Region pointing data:
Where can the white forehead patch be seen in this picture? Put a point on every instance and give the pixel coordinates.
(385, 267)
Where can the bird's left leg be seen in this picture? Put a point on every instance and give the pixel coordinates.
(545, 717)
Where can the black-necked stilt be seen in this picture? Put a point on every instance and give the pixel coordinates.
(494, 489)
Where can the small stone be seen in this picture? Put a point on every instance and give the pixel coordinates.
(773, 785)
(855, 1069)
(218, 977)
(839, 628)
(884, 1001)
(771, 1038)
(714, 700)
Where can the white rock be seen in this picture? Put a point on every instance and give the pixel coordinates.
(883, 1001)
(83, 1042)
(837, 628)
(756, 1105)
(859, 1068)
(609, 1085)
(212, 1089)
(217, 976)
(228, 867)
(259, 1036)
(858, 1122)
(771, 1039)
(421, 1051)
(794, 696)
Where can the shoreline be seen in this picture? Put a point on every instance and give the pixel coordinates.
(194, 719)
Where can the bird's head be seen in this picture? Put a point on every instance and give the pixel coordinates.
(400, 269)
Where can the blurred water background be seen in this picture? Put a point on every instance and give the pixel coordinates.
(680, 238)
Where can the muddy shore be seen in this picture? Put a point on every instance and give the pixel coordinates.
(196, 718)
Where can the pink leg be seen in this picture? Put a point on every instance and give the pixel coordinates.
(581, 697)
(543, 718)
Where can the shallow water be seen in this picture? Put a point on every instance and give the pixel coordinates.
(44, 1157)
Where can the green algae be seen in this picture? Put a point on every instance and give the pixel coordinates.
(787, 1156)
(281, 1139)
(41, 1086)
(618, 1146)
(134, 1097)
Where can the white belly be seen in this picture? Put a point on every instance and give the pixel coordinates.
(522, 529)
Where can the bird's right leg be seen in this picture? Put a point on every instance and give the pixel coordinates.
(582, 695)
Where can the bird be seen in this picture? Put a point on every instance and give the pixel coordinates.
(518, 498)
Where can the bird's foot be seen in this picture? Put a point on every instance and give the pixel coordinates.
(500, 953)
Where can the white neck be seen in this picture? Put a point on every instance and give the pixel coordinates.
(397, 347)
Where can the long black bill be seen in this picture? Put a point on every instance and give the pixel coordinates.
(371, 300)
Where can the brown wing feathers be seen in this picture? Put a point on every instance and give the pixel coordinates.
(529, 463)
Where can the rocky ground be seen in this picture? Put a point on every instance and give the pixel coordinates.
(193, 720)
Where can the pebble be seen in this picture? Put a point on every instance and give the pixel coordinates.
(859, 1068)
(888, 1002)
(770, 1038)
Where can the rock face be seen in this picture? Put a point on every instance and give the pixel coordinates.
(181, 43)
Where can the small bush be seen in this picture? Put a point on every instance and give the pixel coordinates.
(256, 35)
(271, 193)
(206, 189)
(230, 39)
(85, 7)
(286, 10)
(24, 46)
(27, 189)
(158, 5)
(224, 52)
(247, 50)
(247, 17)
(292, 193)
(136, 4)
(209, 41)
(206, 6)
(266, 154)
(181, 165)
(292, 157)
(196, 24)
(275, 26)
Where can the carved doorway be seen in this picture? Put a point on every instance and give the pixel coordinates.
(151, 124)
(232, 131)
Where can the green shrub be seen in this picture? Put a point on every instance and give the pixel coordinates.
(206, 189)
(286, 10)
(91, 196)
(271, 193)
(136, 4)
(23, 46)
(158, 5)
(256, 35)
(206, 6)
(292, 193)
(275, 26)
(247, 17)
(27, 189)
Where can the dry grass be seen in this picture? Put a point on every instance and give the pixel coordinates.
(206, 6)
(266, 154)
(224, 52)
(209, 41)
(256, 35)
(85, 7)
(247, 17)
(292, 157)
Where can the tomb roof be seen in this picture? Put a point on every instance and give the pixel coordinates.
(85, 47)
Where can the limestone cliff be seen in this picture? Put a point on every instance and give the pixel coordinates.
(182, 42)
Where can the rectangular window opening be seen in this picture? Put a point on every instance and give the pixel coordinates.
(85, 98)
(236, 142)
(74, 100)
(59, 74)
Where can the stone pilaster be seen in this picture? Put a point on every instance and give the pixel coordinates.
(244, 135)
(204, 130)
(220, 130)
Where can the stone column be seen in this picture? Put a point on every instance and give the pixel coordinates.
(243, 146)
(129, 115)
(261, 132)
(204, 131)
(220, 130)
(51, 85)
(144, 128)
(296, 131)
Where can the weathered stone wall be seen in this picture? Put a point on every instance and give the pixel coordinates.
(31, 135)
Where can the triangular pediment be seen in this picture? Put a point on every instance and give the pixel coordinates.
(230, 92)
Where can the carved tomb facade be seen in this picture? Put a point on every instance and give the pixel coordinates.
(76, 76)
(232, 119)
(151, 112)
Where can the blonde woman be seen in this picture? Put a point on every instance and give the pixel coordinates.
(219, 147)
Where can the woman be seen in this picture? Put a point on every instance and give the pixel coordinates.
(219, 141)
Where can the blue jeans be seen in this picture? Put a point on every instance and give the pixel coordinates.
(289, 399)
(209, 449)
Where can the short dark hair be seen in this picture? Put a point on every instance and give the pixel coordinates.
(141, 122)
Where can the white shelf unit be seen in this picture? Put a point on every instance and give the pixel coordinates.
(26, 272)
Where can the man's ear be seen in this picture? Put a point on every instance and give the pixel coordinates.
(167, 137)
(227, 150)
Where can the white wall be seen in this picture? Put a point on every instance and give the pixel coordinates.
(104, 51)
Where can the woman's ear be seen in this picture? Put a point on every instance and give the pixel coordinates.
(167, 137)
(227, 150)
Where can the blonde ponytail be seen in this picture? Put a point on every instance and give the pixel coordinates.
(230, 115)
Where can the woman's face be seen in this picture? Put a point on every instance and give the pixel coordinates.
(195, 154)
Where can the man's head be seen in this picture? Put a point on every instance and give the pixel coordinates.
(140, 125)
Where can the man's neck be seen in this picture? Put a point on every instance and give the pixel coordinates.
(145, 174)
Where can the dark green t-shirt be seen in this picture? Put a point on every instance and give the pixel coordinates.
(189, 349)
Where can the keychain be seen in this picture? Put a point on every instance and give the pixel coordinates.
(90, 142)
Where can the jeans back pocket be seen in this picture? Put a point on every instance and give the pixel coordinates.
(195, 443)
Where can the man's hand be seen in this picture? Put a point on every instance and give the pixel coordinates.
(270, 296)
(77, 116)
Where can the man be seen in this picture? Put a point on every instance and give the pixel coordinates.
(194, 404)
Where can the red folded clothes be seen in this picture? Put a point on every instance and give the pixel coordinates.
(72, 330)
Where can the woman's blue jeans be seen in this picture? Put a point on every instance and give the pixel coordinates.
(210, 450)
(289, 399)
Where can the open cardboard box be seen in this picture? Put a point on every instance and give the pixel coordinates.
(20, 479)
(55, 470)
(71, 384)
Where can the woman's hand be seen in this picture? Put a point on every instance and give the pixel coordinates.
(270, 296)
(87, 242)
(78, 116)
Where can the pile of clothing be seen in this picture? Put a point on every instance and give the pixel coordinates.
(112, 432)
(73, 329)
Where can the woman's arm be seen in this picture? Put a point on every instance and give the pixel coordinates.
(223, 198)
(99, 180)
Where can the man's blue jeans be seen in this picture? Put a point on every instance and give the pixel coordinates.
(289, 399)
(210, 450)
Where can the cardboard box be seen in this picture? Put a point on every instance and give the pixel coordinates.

(What the exercise asks)
An exact copy of the data, with every line intact, is the required answer.

(Exercise answer)
Where can the white forehead patch be seen in this picture? Put a point on every instance and give the pixel coordinates.
(385, 267)
Where can the bird's left leg be seen in this picture? Put a point on every instance and give the pixel coordinates.
(545, 717)
Where can the black-necked stilt be seen in this picture? Put a point on every instance and give the pixel coordinates.
(494, 489)
Where can the small stone be seen in this picture? Put a point on every instance and give the pixel coordinates.
(773, 785)
(855, 1069)
(218, 977)
(839, 628)
(884, 1001)
(771, 1038)
(714, 700)
Where can the white rock be seen in this picture? Put a point on every instance and give the pixel coordinates.
(883, 1001)
(83, 1042)
(837, 628)
(756, 1105)
(859, 1068)
(609, 1085)
(212, 1089)
(217, 976)
(228, 867)
(259, 1036)
(858, 1122)
(771, 1039)
(421, 1051)
(794, 696)
Where can the shoreline be seen in this picture? Put a point on every instance and give the pixel coordinates.
(194, 719)
Where can the bird's head be seen in this picture? Put a point on every instance and give the pixel coordinates.
(400, 269)
Where can the blurred water background be seen in this picture? Put a point on every instance and give the pixel coordinates.
(680, 238)
Where can the muddy shore be seen in this picture? Put a point on every instance and give the pixel coordinates.
(196, 718)
Where can the pink leg be seen in this picture? Put a point on every instance and give the pixel coordinates.
(581, 697)
(543, 718)
Where can the shallow water be seen in this picture? Put a point on every instance and give the pixel coordinates.
(44, 1157)
Where can the green algae be seen in this picture? Put a point on every instance and give the pixel coordinates.
(787, 1156)
(281, 1139)
(41, 1086)
(618, 1146)
(134, 1097)
Where can the white belly be seen in this picture? Put a point on every instance and give the pixel coordinates.
(522, 529)
Where can the bird's right leg be seen in this picture? Put a point on every instance and give the pixel coordinates.
(582, 695)
Where can the bird be seen in this picture? Put a point on every instance and give the pixel coordinates.
(518, 498)
Where can the bird's foot be seen in this picture? Put a point on every instance and give the pixel coordinates.
(500, 953)
Where can the white neck be seen in this picture? Put a point on every instance and give the pixel coordinates.
(397, 347)
Where can the long black bill be seen in this picture? Put a point on every instance and give the pixel coordinates.
(371, 300)
Where can the brown wing feathers be seen in this picture? Put a point on every instance and give the pixel coordinates.
(529, 463)
Where can the rocky ground be seen in this picture? Put a point on every instance and give the pixel coordinates.
(193, 720)
Where can the pebble be seen in this picture? Put a point on every instance and give the pixel coordinates.
(859, 1068)
(888, 1002)
(770, 1038)
Where can the rock face be seen in this picture? Put a point on every instance and give the pixel coordinates.
(181, 43)
Where can the small bush be seen in this picture? Put a point on every instance and give the pixel coordinates.
(256, 35)
(271, 193)
(206, 189)
(230, 39)
(85, 7)
(286, 10)
(24, 46)
(27, 189)
(158, 5)
(224, 52)
(247, 50)
(247, 17)
(292, 193)
(136, 4)
(209, 41)
(206, 6)
(266, 154)
(181, 165)
(292, 157)
(196, 24)
(275, 26)
Where can the carved doorway be seen in this picture? Put a point on every instance and give the pixel coordinates.
(151, 124)
(232, 131)
Where can the green shrub be seen in this picture? Put a point on every instance and give the pixel coordinates.
(206, 189)
(286, 10)
(91, 196)
(271, 193)
(136, 4)
(23, 46)
(158, 5)
(256, 35)
(206, 6)
(292, 193)
(275, 26)
(247, 17)
(27, 189)
Where can the dry grass be seen in this picture? Put a point on every instance and give the pixel coordinates.
(206, 6)
(266, 154)
(224, 52)
(209, 41)
(256, 35)
(85, 7)
(247, 17)
(292, 157)
Where can the tomb roof be seen in this picture? Put a point on every instance and give the pixel coordinates.
(85, 47)
Where can the limestone cliff be seen in this picture? Put a point on every instance and give the pixel coordinates.
(182, 42)
Where can the rectangular window opening be seen in this picture? Put a point on every instance and give the pixel coordinates.
(85, 98)
(236, 142)
(74, 100)
(59, 74)
Where can the stone pilaster be seen in this picture? Put a point on every instance and give the pixel coordinates.
(244, 135)
(204, 130)
(220, 130)
Where can the stone column be seen in this picture? Put a point on every instance and give the pixel coordinates.
(243, 146)
(129, 115)
(261, 132)
(204, 131)
(220, 130)
(51, 85)
(144, 128)
(296, 131)
Where can the weathered stone wall be seen in this picture? Put a point on every instance and give the pixel coordinates.
(31, 135)
Where can the triangular pediment be seen in this picture? Put a point on every instance and give the pixel coordinates.
(230, 92)
Where can the carved tomb facade be seen in this picture? Put a point on every instance and give the pixel coordinates.
(76, 76)
(232, 119)
(151, 112)
Where can the blonde woman be seen in this picture? Put a point on every instance and give the pixel coordinates.
(219, 147)
Where can the woman be seen in this picture? Put a point on every instance and give the pixel coordinates.
(219, 141)
Where can the blue jeans be seen in this picture? Put a point on every instance and give the pixel coordinates.
(289, 399)
(209, 449)
Where can the short dark hair be seen in this picture? Put a point on every instance and give the pixel coordinates.
(141, 122)
Where can the white shelf unit be seen in this picture? Put a point on every instance and give the pixel coordinates.
(26, 272)
Where can the man's ear be seen in this picture? Put a point on every instance and give the pixel coordinates.
(167, 137)
(227, 150)
Where can the white wall be seen in this picture? Put a point on every instance and give the pixel coordinates.
(104, 51)
Where can the woman's ear be seen in this picture? Put a point on every instance and give the pixel coordinates.
(167, 137)
(227, 150)
Where can the blonde ponytail be seen in this picture? Put a point on every instance and give the pixel coordinates.
(230, 115)
Where can the woman's face be seen in this picture? Put a point on every instance and give the pixel coordinates.
(195, 154)
Where can the man's head be seen in this picture? Put a point on every instance and give the pixel coordinates.
(140, 125)
Where can the man's neck be seen in this picture? Put a point on every instance and give the pixel coordinates.
(145, 174)
Where can the dark green t-shirt be seen in this picture? Put a point on every instance and give the pixel coordinates.
(189, 349)
Where can the keychain be seen in this picture? Put a point on every instance and give the pixel coordinates.
(90, 142)
Where can the jeans back pocket be seen in this picture? Put a point on every instance and give the pixel coordinates.
(195, 443)
Where can the man's hand be seen in this picture? Put a point on every instance and give the pixel coordinates.
(270, 296)
(77, 116)
Where can the man be seen in this picture? Put a point on every instance and give the pixel coordinates.
(194, 404)
Where can the red folded clothes be seen in this picture? Put a point on every instance and give the pixel coordinates.
(72, 330)
Where can the woman's blue jeans be seen in this picture? Put a point on every instance and give the pixel coordinates.
(210, 450)
(289, 399)
Where can the open cardboard box be seen in this picture? Put a point on every instance and give the pixel coordinates.
(20, 479)
(55, 470)
(71, 384)
Where can the woman's hand be seen in this picture? Put a point on every instance and give the pixel coordinates.
(270, 296)
(87, 242)
(78, 116)
Where can the pile of clothing be seen in this picture? Put a point on every instance and give the pixel coordinates.
(112, 432)
(73, 329)
Where can the woman's arm be seen in this picture? Put a point on every instance and give the pixel coordinates.
(223, 198)
(99, 180)
Where can the man's blue jeans be seen in this picture? Put a point on every instance and give the pixel coordinates.
(289, 399)
(210, 450)
Where can the cardboard box be seen in this picture? Put a point on every instance and give the pixel coordinates.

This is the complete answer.